* Task prompt
Copy out the forum post below on hosting Caddy plugin documentation, word for word and in full.

* Extracted text
========================

Updating plugins isn’t risky AFAIK. But hosting docs… well, Craig touched on this already before I could get around to it.

I’ve given this some thought, too, when I started the task.

I kind of consider these the same type of risk: unwanted content. I can’t disable HTML parsing in Markdown since it would be impossible to format/color syntax examples properly without HTML (and restricting to a specific subset of HTML is tedious).

This brings up another good point though. If I display something on the official Caddy website at the caddyserver dot com domain name, it looks like I (or the project) endorse/sponsor it even if it’s 3rd party. I know I can say “This is third party, I’m not responsible” but I feel like it’s still a liability and people would say “Yeah but it’s on your site”. Whether it’s something malicious, low quality, or offensive, doesn’t really matter – I wouldn’t want it on the Caddy site.

Now, not hosting the docs doesn’t solve this problem either; you could put unwanted text in the description or name of the plugin, for example, but at least this is limited to just plain text. There are other attacks you could do against the build server – you could DDoS the site, for instance. At some point I just have to trust people to have some integrity.

On the flip-side, embedding content on the Caddy site doesn’t mean that it’s going to be consistent, or high-quality, or up-to-date either. I’m not sure how to enforce that without tedious, manual reviews. So it’s still up to the plugin developer to just do a good job. But I think so far everyone has. :slight_smile:

And for now, I don’t have a reason not to trust this community. I think we’re all here trying to make the Web a little bit better, a little bit safer. I see no need to enforce content moderation and delay things by manual reviews unless it becomes a problem.

========================

* Dataset extract

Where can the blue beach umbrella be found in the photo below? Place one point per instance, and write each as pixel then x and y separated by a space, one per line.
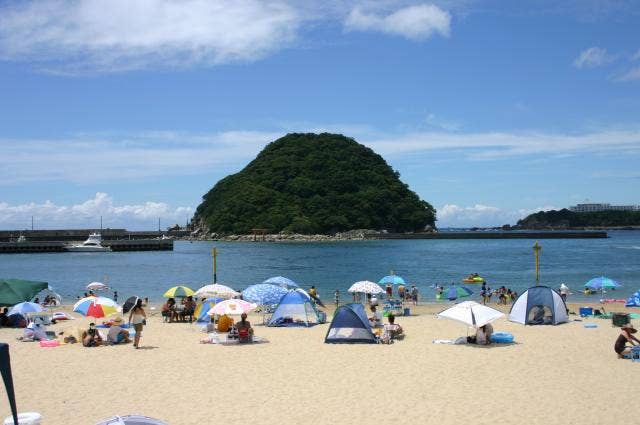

========================

* Exercise solution
Updating plugins isn’t risky AFAIK. But hosting docs… well, Craig touched on this already before I could get around to it.

I’ve given this some thought, too, when I started the task.

I kind of consider these the same type of risk: unwanted content. I can’t disable HTML parsing in Markdown since it would be impossible to format/color syntax examples properly without HTML (and restricting to a specific subset of HTML is tedious).

This brings up another good point though. If I display something on the official Caddy website at the caddyserver dot com domain name, it looks like I (or the project) endorse/sponsor it even if it’s 3rd party. I know I can say “This is third party, I’m not responsible” but I feel like it’s still a liability and people would say “Yeah but it’s on your site”. Whether it’s something malicious, low quality, or offensive, doesn’t really matter – I wouldn’t want it on the Caddy site.

Now, not hosting the docs doesn’t solve this problem either; you could put unwanted text in the description or name of the plugin, for example, but at least this is limited to just plain text. There are other attacks you could do against the build server – you could DDoS the site, for instance. At some point I just have to trust people to have some integrity.

On the flip-side, embedding content on the Caddy site doesn’t mean that it’s going to be consistent, or high-quality, or up-to-date either. I’m not sure how to enforce that without tedious, manual reviews. So it’s still up to the plugin developer to just do a good job. But I think so far everyone has. :slight_smile:

And for now, I don’t have a reason not to trust this community. I think we’re all here trying to make the Web a little bit better, a little bit safer. I see no need to enforce content moderation and delay things by manual reviews unless it becomes a problem.